Dataset rows on where objects appear:

^^^^^^^^^^^^^^^^

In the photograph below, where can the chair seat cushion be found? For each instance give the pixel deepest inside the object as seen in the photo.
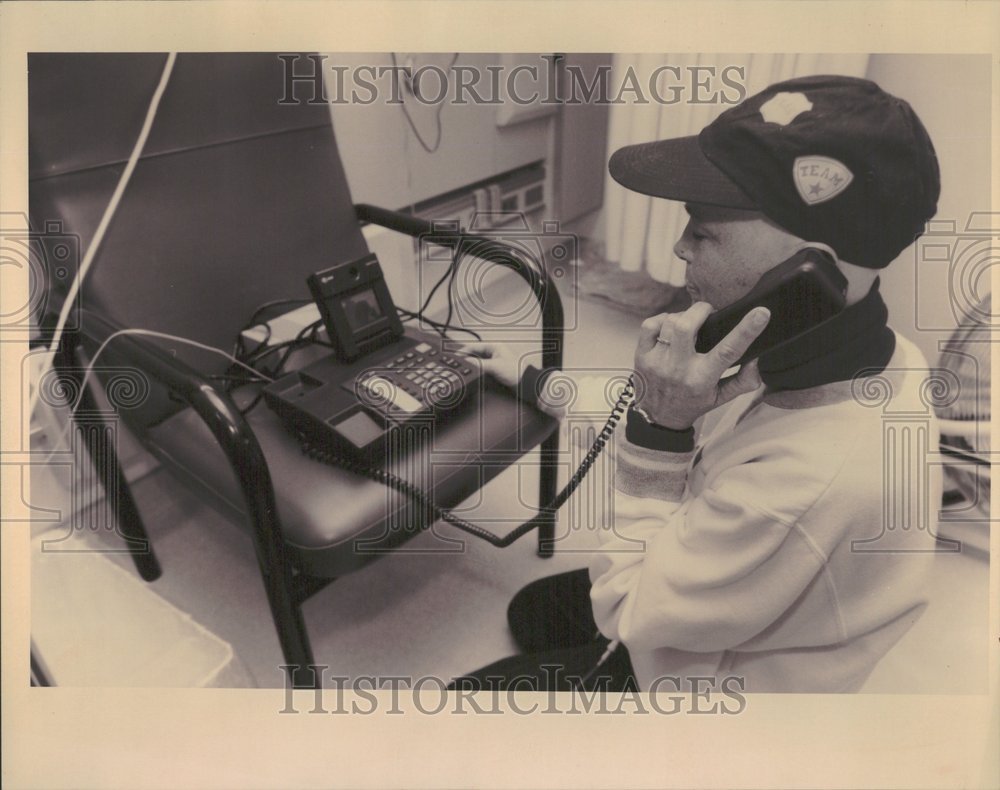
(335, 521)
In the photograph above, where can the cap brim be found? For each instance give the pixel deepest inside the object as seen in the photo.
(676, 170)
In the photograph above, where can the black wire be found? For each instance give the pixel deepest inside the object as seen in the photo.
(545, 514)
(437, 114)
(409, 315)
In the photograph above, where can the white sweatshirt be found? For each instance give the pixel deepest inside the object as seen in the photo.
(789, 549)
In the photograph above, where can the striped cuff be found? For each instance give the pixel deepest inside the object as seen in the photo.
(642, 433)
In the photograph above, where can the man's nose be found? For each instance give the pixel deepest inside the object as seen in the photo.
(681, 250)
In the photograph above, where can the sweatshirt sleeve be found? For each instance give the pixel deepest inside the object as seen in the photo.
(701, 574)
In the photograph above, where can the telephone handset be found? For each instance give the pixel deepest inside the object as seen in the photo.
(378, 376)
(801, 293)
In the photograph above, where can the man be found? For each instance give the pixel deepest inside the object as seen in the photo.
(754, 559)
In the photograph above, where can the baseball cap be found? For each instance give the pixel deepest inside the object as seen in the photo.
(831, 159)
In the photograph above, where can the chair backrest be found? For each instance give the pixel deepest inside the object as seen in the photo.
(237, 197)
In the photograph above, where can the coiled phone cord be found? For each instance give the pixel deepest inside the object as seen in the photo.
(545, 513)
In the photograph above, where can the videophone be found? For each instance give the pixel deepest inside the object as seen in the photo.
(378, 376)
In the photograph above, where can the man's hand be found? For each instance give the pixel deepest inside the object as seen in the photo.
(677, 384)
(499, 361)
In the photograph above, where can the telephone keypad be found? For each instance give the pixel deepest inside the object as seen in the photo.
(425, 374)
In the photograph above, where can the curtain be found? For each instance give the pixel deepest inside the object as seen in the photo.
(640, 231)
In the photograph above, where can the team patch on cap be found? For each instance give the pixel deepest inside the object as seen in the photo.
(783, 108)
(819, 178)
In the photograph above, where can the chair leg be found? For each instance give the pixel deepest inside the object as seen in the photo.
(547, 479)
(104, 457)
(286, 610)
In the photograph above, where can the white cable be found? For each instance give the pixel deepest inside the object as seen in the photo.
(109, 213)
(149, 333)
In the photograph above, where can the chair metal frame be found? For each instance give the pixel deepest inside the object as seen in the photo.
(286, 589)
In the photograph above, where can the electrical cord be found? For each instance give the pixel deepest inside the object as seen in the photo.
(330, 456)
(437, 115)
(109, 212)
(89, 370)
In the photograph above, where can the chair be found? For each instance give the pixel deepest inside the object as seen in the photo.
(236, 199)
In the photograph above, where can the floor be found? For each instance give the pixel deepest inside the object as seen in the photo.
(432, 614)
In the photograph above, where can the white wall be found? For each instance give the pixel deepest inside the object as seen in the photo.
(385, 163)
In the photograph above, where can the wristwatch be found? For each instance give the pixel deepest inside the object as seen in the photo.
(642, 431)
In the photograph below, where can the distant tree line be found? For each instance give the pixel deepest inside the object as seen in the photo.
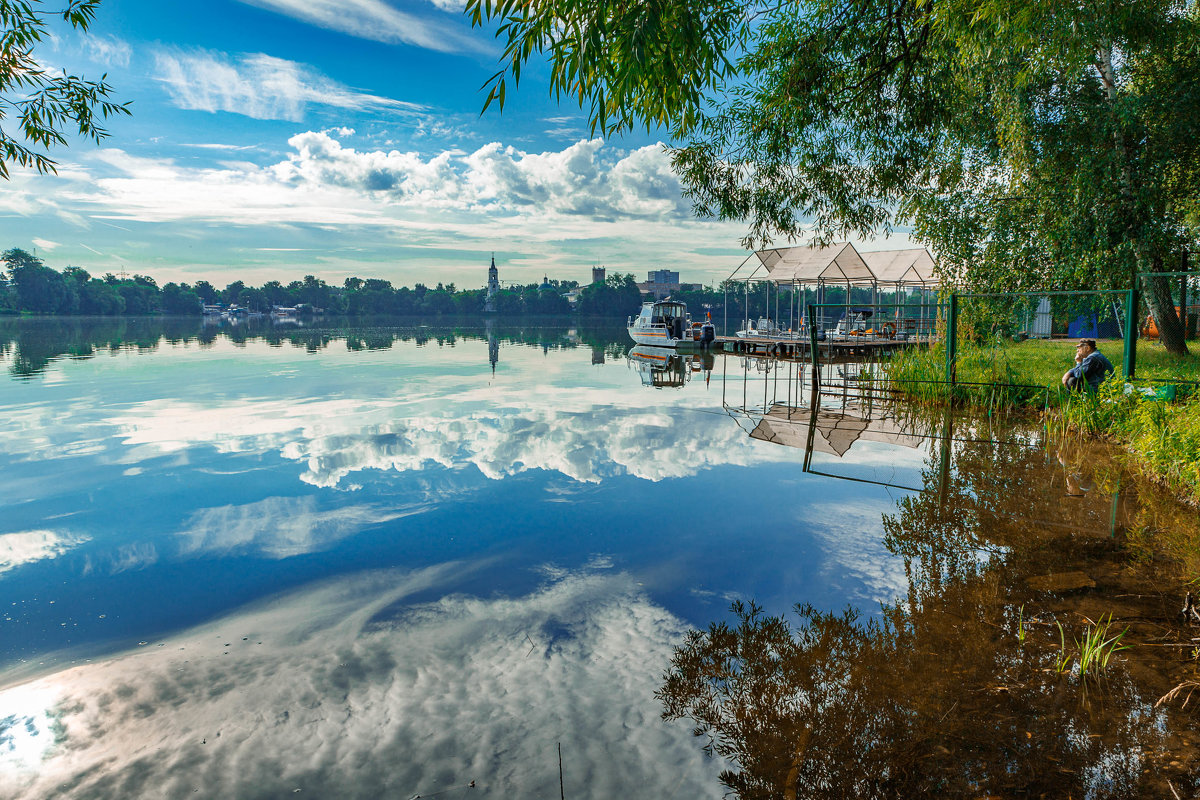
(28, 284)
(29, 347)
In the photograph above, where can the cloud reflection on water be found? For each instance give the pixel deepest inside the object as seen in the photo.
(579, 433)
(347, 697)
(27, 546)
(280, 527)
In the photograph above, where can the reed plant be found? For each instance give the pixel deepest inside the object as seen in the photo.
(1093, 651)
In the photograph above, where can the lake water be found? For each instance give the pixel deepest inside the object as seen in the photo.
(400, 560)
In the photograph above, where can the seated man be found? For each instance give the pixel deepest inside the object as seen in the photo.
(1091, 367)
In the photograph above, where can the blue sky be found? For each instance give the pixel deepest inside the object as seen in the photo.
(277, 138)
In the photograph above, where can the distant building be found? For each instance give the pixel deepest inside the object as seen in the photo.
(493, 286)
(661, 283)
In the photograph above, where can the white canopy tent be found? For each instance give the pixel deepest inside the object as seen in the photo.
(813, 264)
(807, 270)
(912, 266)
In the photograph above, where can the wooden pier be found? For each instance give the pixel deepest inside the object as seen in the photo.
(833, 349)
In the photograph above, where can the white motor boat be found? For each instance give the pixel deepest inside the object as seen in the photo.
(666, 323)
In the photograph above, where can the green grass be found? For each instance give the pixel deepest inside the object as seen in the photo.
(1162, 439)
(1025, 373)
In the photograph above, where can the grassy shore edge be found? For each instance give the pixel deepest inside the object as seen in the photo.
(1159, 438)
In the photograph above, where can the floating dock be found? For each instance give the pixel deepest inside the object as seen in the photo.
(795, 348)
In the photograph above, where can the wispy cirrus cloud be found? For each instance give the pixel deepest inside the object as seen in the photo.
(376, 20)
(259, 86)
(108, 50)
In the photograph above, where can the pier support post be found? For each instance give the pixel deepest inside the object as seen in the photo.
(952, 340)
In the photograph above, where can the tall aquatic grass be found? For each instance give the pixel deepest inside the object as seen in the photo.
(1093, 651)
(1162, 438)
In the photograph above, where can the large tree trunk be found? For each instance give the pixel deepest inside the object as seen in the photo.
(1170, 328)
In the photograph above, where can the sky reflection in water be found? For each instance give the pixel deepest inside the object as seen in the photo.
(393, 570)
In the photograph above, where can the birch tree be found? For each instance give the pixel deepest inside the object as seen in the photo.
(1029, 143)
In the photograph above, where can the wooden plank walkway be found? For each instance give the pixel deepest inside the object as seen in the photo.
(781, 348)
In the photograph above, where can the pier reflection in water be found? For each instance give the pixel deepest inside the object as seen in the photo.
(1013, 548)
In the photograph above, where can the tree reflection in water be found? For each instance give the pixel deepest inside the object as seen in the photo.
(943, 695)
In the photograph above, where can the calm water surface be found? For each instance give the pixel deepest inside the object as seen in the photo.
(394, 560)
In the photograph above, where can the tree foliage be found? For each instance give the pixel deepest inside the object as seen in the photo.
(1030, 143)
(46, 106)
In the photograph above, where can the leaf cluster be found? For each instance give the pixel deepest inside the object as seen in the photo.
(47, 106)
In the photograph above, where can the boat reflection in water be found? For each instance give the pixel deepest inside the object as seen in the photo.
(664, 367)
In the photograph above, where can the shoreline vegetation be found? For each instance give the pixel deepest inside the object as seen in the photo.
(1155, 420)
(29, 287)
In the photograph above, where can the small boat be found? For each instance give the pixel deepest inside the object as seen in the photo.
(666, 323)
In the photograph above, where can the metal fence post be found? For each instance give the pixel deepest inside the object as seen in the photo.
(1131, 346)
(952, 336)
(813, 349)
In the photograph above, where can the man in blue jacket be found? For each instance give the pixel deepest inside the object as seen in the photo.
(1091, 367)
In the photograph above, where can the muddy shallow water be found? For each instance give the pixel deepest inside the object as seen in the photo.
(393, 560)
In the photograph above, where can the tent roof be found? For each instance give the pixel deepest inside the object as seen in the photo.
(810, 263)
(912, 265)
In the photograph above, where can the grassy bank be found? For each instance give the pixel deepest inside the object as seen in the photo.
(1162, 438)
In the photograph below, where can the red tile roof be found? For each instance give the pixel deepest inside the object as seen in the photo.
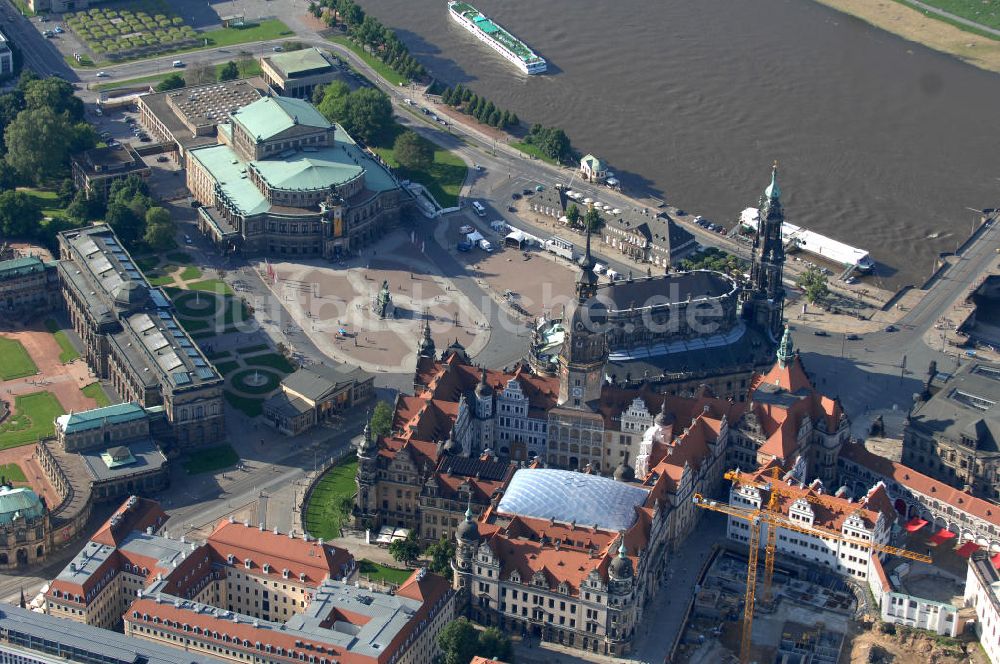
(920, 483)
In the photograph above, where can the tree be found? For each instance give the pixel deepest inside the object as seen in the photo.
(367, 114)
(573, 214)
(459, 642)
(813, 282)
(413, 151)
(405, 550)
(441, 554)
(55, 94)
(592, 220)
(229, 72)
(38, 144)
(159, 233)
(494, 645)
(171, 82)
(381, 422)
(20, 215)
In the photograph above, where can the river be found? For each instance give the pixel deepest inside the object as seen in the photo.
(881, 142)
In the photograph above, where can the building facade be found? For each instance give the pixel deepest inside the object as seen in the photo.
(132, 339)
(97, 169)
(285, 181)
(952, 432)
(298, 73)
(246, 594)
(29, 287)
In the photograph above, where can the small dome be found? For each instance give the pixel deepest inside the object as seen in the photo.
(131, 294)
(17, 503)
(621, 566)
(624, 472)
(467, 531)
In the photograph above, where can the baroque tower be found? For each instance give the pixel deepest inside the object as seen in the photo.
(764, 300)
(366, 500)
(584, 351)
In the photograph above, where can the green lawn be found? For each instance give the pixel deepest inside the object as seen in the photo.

^^^^^^^^^^^^^^^^

Task: Starting at the line that holds "In the photograph above, where can the tent", copy each line exactly through the end of the listing, both ends included. Leave the pictures out.

Answer to the problem:
In the photograph above, where can the tent roof be found? For each instance give the pixel deepest inside the object as seen in the photo.
(810, 263)
(912, 265)
In the photograph above, where can the grassy bank be found? For each instance give the pixel deepest inside the object as seen in the photo.
(1162, 438)
In the photograph below, where can the red tile roof be found? For each instance give the pixel deepest inside the object as seen in the photo.
(920, 483)
In the photograph above, where can the tree be found? For each instance give the pixel deepest inside the object as seen in the photo.
(367, 114)
(573, 214)
(459, 642)
(813, 282)
(413, 151)
(405, 550)
(441, 554)
(55, 94)
(592, 220)
(229, 72)
(38, 144)
(159, 233)
(494, 645)
(171, 82)
(381, 422)
(20, 215)
In the photograph above, where can the river be found? For each instance give the pixel deepest inside the object as seen in the photo.
(881, 142)
In the photograph above, where can the building facade be found? For each instance give the pixel deepest inside the object as seen in the photo.
(132, 339)
(97, 169)
(285, 181)
(952, 432)
(298, 73)
(246, 594)
(29, 287)
In the photograph above, where can the small dome be found? For each instance give the pixel deepest inside the object as seen in the photo.
(131, 294)
(17, 503)
(621, 566)
(624, 472)
(467, 531)
In the photograph above, where can the baroque tower be found? For each instance give the pixel deepest inside the object as seen in the photo.
(764, 300)
(366, 500)
(584, 351)
In the photograph above, where can the green lawn be found? For each instance give the pixel deepest inside the object as seen in the photo.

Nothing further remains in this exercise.